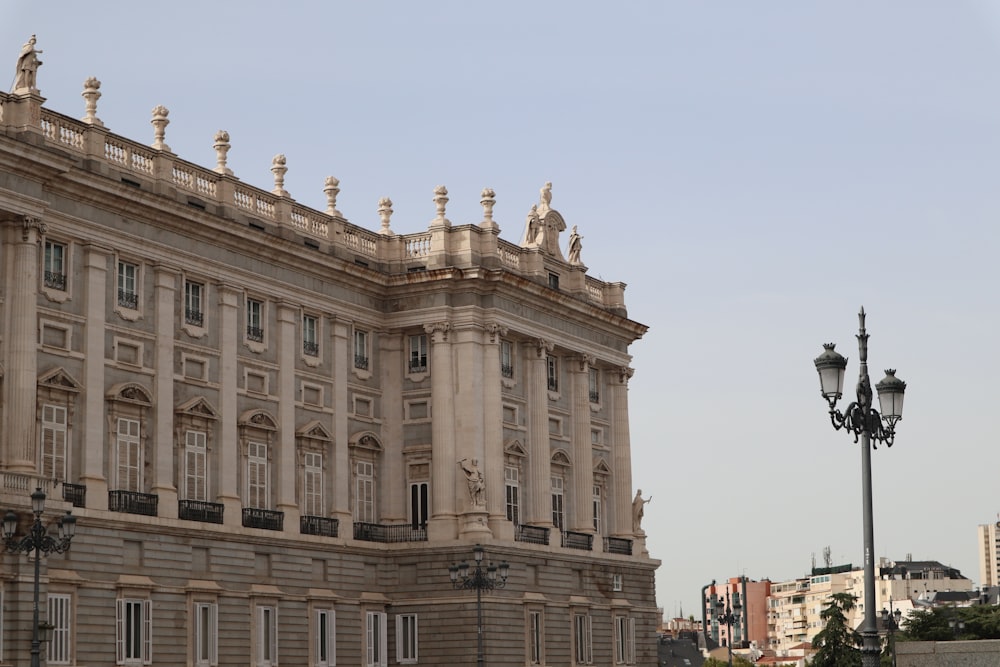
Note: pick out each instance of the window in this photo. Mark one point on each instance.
(267, 636)
(583, 649)
(310, 337)
(552, 373)
(133, 632)
(206, 634)
(55, 265)
(506, 359)
(418, 354)
(624, 640)
(128, 297)
(255, 320)
(419, 509)
(406, 638)
(511, 494)
(361, 350)
(195, 466)
(59, 650)
(257, 475)
(53, 444)
(312, 484)
(364, 498)
(129, 456)
(194, 313)
(558, 516)
(375, 639)
(325, 636)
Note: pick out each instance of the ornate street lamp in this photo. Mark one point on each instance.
(729, 615)
(39, 541)
(479, 579)
(870, 427)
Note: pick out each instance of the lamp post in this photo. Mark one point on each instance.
(891, 619)
(729, 615)
(39, 541)
(866, 424)
(479, 579)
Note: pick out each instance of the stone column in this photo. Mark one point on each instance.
(539, 455)
(95, 289)
(444, 462)
(288, 347)
(229, 446)
(582, 518)
(622, 451)
(22, 363)
(165, 314)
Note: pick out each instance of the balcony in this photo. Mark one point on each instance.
(378, 532)
(132, 502)
(618, 545)
(319, 525)
(199, 510)
(76, 494)
(531, 534)
(254, 517)
(583, 541)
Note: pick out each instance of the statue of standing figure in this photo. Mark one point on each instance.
(27, 66)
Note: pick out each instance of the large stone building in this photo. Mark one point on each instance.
(278, 429)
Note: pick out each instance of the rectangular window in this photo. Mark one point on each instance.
(535, 637)
(583, 650)
(53, 454)
(310, 336)
(55, 265)
(326, 643)
(267, 637)
(257, 475)
(406, 639)
(206, 634)
(59, 650)
(195, 466)
(557, 503)
(375, 639)
(255, 320)
(511, 494)
(364, 499)
(312, 484)
(506, 359)
(129, 456)
(552, 373)
(418, 354)
(194, 313)
(361, 349)
(128, 297)
(133, 632)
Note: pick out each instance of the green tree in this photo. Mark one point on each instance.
(837, 644)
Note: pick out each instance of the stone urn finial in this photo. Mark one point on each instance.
(279, 170)
(222, 147)
(159, 123)
(385, 212)
(91, 93)
(331, 188)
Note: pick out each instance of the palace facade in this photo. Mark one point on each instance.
(277, 430)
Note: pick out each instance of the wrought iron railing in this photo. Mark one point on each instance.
(133, 502)
(378, 532)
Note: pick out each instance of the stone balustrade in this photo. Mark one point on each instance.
(154, 168)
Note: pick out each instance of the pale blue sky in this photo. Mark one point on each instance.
(754, 171)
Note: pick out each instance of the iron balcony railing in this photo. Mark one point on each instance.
(200, 510)
(378, 532)
(133, 502)
(254, 517)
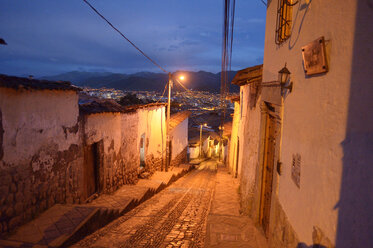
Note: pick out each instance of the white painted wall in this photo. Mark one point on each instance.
(233, 141)
(193, 152)
(316, 112)
(179, 137)
(249, 145)
(152, 123)
(30, 122)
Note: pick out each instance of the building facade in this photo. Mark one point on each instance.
(53, 150)
(306, 178)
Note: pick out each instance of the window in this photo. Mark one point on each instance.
(284, 20)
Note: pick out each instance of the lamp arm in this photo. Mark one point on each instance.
(290, 4)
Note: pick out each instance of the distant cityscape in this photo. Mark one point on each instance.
(205, 106)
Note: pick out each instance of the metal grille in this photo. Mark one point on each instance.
(284, 20)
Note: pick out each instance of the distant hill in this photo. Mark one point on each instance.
(202, 80)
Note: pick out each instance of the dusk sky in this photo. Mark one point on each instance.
(47, 37)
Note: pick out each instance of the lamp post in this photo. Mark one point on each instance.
(283, 77)
(168, 139)
(168, 159)
(200, 139)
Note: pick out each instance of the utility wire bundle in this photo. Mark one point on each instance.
(228, 28)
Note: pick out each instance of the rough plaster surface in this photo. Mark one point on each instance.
(41, 155)
(233, 142)
(179, 137)
(250, 158)
(316, 116)
(152, 123)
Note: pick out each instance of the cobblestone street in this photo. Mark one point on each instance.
(177, 217)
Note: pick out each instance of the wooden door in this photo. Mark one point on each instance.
(267, 173)
(92, 166)
(237, 157)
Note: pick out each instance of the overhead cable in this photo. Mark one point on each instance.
(111, 25)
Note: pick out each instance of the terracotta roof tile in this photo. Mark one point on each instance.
(248, 75)
(179, 117)
(19, 83)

**Task to carry out**
Reproduce the data verbatim and omit each image.

**Output**
Note: pick out each instance of the window in this photo. Mark one point on each instance.
(267, 636)
(583, 649)
(310, 337)
(552, 373)
(133, 632)
(206, 634)
(55, 265)
(506, 359)
(418, 354)
(624, 640)
(128, 297)
(255, 320)
(419, 509)
(406, 638)
(511, 494)
(361, 350)
(195, 466)
(59, 650)
(257, 475)
(53, 444)
(312, 484)
(364, 498)
(129, 456)
(194, 313)
(558, 516)
(375, 639)
(325, 636)
Note: pick out each instance of the ornate street lamp in this photo. Mark one point on each instance.
(729, 615)
(39, 541)
(479, 579)
(870, 427)
Note: pick out each instance of the lamp post in this photo. Mark one point on each instance.
(891, 619)
(729, 615)
(39, 541)
(866, 424)
(479, 579)
Note: pick out each instance of the stone column in this photo. Mark one point on each instance.
(539, 455)
(95, 289)
(444, 462)
(288, 347)
(229, 446)
(582, 518)
(622, 451)
(22, 363)
(165, 314)
Note: pick out each instance of the balcony in this photo. Mark one point on each instance.
(378, 532)
(132, 502)
(618, 545)
(319, 525)
(199, 510)
(76, 494)
(531, 534)
(254, 517)
(583, 541)
Note: pick out each instance of the statue of standing figure in this photo. Mark one point on each instance.
(27, 66)
Note: pick out each instance of the large stone building in this photo. Mark one point on each instance.
(278, 429)
Note: pick out each instance of the rectangular window in this photo. Mark one point on each instance.
(535, 637)
(583, 650)
(53, 454)
(310, 336)
(55, 265)
(326, 643)
(267, 637)
(257, 475)
(406, 639)
(206, 634)
(59, 650)
(195, 466)
(557, 503)
(375, 639)
(255, 320)
(511, 494)
(364, 499)
(312, 484)
(506, 359)
(129, 456)
(552, 373)
(418, 354)
(194, 313)
(361, 349)
(128, 297)
(133, 632)
Note: pick out each instance of the green tree in this photo. Mark one point on each instance.
(837, 644)
Note: pick out each instance of the stone urn finial in this photo. Mark one point on each instance.
(279, 170)
(222, 147)
(159, 123)
(385, 212)
(91, 93)
(331, 188)
Note: pick out each instance of the palace facade in this photo. Mark one point on each instance.
(277, 430)
Note: pick out each instance of the wrought iron railing in this photo. Mark one point on each instance.
(133, 502)
(378, 532)
Note: pick out each instance of the stone balustrade in this photo. Mark one point on each instance.
(154, 168)
Note: pick out each instance of the pale blue sky in this photo. Mark one point on each instance.
(754, 171)
Note: pick out each instance of the iron balcony railing in this photo. Mark one point on each instance.
(200, 510)
(378, 532)
(133, 502)
(254, 517)
Note: pick out each instance of the white painted wall in this photo. Mark one point on each instance.
(233, 141)
(193, 152)
(316, 112)
(179, 137)
(249, 145)
(152, 123)
(30, 122)
Note: pick out each instance of the building facade in this photo. Mark one point on each instance.
(53, 150)
(306, 178)
Note: pick out each instance of the window in this photo. Mark one point on each instance.
(284, 20)
Note: pick out each instance of the lamp arm in this photo. Mark one point on each instance.
(290, 4)
Note: pick out each instance of the distant cityscape in this photo. Mark one point on each instance.
(205, 106)
Note: pick out each instance of the metal grille in this photo. Mark one point on each instance.
(284, 20)
Note: pick out each instance of the distant hill in this photo. Mark one point on each instance.
(202, 80)
Note: pick out each instance of the dusk sky in this photo. Mark one point on each instance.
(47, 37)
Note: pick out each instance of the lamp post in this photo. Mark one point on each instance.
(283, 77)
(168, 139)
(168, 159)
(200, 139)
Note: pick out each instance of the utility wire bundle in this photo. Mark one point on each instance.
(228, 28)
Note: pick out each instance of the rough plaster surface in this photo. Mark one point on each instance.
(41, 155)
(233, 142)
(179, 137)
(250, 158)
(316, 116)
(152, 123)
Note: pick out each instance of the cobblestone street in this photo. Mark one point on each instance.
(177, 217)
Note: pick out each instance of the wooden door in this photo. Mark one point on each instance.
(267, 173)
(92, 166)
(237, 157)
Note: pick out each instance of the overhead cable in this photo. Mark one point on each instance.
(111, 25)
Note: pick out each instance of the terracotta roof tile in this photo. Mark one point on each instance.
(248, 75)
(179, 117)
(19, 83)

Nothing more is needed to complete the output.